## PROBLEM STATEMENT
Add 102 to both coordinates in every answer point in the records, and write out again the stretch starting at the line containing "Place a point on each instance of the dark sunglasses, one" and ending at the line containing "x=382, y=282". Keep the requests and their sample forms unchanged.

## SUPPLIED MATERIAL

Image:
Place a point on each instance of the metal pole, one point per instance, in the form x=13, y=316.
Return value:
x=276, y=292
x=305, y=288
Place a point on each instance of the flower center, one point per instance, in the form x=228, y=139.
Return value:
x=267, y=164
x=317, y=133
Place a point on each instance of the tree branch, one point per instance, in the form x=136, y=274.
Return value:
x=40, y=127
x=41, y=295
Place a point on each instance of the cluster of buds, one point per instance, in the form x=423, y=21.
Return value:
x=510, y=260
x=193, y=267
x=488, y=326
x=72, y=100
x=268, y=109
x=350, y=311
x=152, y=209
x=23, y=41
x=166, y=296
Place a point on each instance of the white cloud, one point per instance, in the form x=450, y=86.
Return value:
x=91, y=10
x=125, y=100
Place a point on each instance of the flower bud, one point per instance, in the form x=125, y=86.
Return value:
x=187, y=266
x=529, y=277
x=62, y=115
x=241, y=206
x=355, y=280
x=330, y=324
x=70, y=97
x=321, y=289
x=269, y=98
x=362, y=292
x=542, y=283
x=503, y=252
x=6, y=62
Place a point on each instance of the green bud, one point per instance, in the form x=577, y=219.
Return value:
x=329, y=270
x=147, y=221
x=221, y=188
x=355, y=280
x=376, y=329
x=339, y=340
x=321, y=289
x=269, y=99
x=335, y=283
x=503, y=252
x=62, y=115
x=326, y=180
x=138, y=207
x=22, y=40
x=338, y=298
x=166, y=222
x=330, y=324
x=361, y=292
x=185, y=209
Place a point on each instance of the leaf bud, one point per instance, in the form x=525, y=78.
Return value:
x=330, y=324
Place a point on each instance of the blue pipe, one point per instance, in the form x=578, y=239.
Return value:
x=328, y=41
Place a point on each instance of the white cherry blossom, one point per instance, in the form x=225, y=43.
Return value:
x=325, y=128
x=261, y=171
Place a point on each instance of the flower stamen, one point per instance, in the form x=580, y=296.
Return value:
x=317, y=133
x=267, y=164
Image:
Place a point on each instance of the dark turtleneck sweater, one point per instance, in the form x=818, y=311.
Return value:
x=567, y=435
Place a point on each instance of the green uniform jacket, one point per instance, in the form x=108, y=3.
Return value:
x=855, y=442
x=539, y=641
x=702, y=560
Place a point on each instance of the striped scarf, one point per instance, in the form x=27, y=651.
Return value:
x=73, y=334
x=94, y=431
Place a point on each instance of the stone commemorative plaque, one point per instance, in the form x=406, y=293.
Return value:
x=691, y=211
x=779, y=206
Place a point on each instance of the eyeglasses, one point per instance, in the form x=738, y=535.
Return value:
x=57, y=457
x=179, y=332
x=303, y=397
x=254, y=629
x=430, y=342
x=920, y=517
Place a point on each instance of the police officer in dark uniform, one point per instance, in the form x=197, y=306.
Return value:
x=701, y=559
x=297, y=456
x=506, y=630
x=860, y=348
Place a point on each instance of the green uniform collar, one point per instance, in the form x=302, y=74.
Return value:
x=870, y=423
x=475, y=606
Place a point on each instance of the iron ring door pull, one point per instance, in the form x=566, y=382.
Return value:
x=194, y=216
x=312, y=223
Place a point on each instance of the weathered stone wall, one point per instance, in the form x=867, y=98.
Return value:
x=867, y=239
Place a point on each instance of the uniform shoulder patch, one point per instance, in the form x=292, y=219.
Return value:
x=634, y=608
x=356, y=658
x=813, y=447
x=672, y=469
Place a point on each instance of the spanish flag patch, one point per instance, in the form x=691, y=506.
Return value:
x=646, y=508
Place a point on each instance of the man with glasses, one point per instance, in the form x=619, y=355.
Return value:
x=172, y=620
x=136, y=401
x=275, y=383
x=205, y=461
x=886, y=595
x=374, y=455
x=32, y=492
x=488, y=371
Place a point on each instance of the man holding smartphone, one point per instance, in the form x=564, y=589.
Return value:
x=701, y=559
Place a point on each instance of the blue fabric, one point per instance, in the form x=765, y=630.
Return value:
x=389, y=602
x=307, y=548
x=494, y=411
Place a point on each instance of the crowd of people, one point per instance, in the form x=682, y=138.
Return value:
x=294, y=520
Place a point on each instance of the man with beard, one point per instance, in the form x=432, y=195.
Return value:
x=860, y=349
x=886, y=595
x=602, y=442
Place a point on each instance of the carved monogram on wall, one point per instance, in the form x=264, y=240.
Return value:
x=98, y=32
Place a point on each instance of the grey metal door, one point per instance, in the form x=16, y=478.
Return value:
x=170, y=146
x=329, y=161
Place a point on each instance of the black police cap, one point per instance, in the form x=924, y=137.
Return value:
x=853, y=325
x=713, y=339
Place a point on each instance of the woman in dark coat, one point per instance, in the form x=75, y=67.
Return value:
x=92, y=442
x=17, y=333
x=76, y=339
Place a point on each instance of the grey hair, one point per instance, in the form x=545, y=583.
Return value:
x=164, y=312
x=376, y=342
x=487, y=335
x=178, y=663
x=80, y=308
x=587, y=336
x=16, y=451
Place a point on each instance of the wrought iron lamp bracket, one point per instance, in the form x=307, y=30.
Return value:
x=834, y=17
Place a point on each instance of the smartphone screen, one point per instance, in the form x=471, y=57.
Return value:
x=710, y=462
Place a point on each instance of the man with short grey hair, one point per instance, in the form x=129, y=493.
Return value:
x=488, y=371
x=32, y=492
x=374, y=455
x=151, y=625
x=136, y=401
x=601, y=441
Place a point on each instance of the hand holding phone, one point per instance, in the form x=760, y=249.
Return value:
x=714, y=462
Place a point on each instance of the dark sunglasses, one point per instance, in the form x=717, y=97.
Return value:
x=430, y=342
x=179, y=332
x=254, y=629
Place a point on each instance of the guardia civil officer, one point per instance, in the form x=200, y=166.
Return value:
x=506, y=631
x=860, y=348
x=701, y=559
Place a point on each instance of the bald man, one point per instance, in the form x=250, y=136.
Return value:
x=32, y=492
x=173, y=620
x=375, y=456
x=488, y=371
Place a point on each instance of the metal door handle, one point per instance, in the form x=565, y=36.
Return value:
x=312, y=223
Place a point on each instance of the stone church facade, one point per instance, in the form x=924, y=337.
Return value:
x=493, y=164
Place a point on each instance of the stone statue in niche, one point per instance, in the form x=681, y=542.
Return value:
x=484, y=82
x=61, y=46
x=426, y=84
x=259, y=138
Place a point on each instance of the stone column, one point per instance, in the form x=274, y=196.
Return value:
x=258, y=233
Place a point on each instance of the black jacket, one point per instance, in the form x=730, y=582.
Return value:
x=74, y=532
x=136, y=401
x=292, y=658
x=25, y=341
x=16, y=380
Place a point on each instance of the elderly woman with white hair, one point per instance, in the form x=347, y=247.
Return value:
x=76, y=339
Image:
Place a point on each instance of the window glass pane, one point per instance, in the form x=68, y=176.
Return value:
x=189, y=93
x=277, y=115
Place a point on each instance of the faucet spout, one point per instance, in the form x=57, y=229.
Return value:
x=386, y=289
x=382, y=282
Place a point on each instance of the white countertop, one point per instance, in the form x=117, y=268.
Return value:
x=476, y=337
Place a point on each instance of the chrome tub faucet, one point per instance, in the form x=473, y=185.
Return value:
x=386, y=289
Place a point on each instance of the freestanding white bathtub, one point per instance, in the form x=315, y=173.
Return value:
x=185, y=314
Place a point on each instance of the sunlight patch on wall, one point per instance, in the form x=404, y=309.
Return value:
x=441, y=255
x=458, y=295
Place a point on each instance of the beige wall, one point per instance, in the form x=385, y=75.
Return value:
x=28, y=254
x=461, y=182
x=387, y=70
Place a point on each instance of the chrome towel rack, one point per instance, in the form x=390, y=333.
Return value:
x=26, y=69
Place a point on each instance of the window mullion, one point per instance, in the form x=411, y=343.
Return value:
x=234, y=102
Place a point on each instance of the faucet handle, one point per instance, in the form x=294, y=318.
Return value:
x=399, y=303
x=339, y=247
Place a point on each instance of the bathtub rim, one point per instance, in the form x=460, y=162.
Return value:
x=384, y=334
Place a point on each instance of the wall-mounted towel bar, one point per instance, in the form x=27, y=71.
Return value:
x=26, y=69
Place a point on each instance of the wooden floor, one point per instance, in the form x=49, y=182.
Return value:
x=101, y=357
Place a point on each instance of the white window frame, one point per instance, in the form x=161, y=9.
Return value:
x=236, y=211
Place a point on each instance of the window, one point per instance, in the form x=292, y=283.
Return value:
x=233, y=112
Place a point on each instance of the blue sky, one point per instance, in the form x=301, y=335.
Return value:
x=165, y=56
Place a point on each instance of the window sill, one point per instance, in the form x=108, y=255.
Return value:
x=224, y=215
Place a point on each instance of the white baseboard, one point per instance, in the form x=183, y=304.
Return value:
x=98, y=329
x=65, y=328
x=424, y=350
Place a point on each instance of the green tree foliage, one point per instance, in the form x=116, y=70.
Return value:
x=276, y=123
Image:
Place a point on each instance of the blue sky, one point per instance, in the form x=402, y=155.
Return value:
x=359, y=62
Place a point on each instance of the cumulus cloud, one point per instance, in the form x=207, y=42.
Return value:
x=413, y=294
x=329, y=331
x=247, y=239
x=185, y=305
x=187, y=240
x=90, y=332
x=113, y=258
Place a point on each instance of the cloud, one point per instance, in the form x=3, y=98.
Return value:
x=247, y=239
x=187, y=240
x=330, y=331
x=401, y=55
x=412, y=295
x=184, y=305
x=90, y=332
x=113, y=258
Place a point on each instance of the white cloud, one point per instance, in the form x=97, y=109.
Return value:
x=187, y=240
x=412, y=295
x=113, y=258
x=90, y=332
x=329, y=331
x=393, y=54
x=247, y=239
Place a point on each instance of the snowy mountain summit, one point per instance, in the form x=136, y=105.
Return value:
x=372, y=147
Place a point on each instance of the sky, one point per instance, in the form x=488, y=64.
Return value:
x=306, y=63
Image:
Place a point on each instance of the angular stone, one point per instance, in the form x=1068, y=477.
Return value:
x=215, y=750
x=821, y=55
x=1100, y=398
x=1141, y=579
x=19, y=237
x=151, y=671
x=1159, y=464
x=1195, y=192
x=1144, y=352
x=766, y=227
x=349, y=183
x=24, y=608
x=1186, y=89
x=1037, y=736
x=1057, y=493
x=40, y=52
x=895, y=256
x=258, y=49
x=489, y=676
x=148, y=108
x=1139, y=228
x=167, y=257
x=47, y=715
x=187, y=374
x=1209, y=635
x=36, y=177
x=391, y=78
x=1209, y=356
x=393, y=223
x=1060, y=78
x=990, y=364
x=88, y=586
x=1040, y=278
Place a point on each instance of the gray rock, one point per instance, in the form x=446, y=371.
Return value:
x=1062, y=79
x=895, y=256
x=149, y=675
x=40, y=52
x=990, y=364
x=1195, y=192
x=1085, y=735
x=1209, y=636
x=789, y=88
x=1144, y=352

## OUTPUT
Place a point on each instance of the dark sunglasses, one point per instance, in the form x=717, y=97.
Return value:
x=532, y=444
x=281, y=434
x=356, y=731
Place a point on each instance of the guardia civil officer, one point per instance, in the form x=200, y=166.
Return value:
x=608, y=733
x=962, y=450
x=803, y=661
Place a point on each instance of the bald man, one point per instance, in the form x=250, y=136.
Return value:
x=134, y=594
x=275, y=722
x=477, y=558
x=590, y=473
Place a point on each instance of the metal door handle, one point per instance, in the form x=565, y=36.
Return value:
x=414, y=325
Place a point on each instance of the stone church facade, one point per instance, in the form x=924, y=337.
Return value:
x=595, y=266
Place a point on each instance of the stone statue in niche, one point per instance, in the form x=681, y=542.
Return value:
x=586, y=184
x=163, y=148
x=528, y=186
x=361, y=240
Place a point on each instance of the stone column, one point per instance, in the form x=274, y=196.
Return value:
x=360, y=335
Place a point on each instance of the black jacket, one point per instance, in the form x=730, y=582.
Return value:
x=176, y=634
x=238, y=503
x=394, y=760
x=127, y=443
x=118, y=482
Place a point on each instance of the elderly woman with white hair, one point per instance, in the form x=347, y=247.
Return value:
x=178, y=441
Image:
Place a point on each instance of the window glass pane, one point per instance, in the form x=68, y=176.
Return value:
x=291, y=195
x=379, y=217
Place a point on each instance of the faucet spout, one point per instance, in the form x=57, y=229.
Return value:
x=488, y=391
x=484, y=384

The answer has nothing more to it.